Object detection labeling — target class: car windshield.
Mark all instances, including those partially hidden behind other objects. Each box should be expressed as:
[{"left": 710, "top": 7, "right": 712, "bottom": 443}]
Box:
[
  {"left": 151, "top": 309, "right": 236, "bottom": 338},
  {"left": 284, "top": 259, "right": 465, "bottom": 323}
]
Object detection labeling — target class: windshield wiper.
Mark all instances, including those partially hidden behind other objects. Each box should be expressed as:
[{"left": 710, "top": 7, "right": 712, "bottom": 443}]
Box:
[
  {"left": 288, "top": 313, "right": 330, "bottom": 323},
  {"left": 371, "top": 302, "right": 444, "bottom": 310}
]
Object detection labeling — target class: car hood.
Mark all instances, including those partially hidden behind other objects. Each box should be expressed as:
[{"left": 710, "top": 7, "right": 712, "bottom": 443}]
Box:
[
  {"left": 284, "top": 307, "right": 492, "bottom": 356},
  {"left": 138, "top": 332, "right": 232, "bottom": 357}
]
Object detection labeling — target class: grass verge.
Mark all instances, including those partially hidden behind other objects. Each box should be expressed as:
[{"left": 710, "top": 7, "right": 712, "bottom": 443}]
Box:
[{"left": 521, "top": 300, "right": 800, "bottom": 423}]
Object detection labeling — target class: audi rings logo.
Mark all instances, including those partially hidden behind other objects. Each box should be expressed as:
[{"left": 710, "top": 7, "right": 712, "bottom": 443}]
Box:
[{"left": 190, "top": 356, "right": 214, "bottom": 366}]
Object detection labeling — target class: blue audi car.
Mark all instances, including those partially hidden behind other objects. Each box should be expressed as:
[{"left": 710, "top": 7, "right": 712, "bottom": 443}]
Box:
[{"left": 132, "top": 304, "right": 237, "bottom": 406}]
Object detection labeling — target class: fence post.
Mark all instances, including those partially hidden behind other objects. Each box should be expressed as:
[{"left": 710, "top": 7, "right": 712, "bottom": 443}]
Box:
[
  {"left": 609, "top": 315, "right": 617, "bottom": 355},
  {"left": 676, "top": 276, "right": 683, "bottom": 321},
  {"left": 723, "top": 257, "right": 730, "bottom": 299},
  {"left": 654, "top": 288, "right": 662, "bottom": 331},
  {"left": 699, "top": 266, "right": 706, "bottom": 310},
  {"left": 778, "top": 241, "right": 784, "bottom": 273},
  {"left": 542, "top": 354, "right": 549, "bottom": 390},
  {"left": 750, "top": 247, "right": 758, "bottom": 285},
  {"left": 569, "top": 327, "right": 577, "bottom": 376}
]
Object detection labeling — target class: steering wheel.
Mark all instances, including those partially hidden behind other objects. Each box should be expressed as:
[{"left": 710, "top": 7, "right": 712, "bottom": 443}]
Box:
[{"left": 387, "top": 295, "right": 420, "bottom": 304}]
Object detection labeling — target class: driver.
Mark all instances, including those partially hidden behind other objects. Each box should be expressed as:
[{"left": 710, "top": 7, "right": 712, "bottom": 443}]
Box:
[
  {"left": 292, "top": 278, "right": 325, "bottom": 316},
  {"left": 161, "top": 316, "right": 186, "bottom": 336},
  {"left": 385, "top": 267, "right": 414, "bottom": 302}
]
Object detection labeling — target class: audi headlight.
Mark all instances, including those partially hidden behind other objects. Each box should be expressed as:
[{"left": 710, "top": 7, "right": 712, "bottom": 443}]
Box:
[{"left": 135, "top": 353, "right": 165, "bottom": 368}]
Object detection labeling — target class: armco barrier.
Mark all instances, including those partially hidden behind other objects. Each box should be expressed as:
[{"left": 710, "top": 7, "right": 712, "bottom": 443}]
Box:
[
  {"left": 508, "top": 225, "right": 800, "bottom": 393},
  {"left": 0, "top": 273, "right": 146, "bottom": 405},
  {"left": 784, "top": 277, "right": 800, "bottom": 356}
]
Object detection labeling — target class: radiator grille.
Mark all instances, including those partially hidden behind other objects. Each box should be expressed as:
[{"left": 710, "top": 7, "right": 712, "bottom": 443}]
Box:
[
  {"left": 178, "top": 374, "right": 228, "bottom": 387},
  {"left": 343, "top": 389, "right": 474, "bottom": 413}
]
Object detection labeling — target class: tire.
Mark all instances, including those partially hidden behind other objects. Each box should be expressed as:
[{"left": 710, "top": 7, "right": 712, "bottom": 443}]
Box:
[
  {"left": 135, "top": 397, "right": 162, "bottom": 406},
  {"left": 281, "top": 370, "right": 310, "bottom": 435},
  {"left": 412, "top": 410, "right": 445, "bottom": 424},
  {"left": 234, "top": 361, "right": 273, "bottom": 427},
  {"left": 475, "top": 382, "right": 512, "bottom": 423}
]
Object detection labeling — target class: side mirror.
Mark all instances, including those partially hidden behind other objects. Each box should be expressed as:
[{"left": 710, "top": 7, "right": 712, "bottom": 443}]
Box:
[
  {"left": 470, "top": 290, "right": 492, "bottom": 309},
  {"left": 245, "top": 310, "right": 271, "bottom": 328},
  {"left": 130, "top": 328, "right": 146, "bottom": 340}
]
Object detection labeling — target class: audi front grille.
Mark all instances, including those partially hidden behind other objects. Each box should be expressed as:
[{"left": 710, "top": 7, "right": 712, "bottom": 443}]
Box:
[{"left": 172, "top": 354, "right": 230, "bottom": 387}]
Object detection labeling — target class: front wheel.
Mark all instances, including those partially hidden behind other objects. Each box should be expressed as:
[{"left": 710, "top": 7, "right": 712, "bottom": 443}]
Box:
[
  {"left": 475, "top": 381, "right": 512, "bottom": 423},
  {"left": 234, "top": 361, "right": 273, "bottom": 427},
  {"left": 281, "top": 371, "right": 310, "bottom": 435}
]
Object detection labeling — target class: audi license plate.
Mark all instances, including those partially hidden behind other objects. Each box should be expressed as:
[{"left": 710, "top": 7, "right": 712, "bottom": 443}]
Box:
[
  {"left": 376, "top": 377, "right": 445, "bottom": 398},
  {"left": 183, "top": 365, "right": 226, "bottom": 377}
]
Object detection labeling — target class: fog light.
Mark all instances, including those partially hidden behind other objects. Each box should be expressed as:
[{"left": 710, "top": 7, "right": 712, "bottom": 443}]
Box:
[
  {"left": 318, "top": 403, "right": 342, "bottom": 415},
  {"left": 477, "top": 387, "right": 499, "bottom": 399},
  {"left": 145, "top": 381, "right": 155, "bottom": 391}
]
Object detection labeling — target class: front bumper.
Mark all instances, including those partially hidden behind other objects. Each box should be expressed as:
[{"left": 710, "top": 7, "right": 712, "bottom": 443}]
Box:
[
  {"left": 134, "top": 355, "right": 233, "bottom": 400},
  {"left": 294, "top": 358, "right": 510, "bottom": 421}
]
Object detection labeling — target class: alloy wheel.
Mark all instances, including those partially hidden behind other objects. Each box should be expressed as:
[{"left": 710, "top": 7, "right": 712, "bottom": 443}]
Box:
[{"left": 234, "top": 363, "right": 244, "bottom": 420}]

(PROMPT) Across all of the records above, how many lines include the string "windshield"? Answer with one number only.

(ANSWER TO THIS PROBLEM) 2